### What you should do:
Could you format each line of the listing below as a JSON list of strings, one string per line, leaving out any blank lines?

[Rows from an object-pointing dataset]
— START —
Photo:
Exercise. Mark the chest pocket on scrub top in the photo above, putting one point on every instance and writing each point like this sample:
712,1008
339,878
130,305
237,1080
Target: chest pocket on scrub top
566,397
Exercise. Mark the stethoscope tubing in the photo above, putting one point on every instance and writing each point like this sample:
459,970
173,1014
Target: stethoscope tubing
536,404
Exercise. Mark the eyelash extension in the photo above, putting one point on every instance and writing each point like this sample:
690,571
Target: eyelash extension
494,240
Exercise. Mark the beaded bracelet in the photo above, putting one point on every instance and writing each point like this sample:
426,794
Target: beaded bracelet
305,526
— END —
### Exercise output:
[
  "Photo:",
  "Exercise. Mark the chest pocket on scrub top in the photo above, putting one point on every instance and writing each point like this sample:",
  "712,1008",
  "339,878",
  "130,305",
  "237,1080",
  "Target: chest pocket on scrub top",
  "566,397",
  "Exercise. Mark the stethoscope tubing in the photo above, putting one point on every instance and writing each point like this sample:",
  "459,970",
  "173,1014",
  "Target: stethoscope tubing",
  "536,404",
  "Exercise. Mark the eyelash extension in the photo above, putting one point on every instance and writing each point like this sample:",
  "690,571",
  "Target: eyelash extension",
  "494,240",
  "Exercise. Mark the beaded bracelet in the photo above, putting one point on every instance and writing each point like this sample:",
  "426,794",
  "Target: beaded bracelet",
  "305,526"
]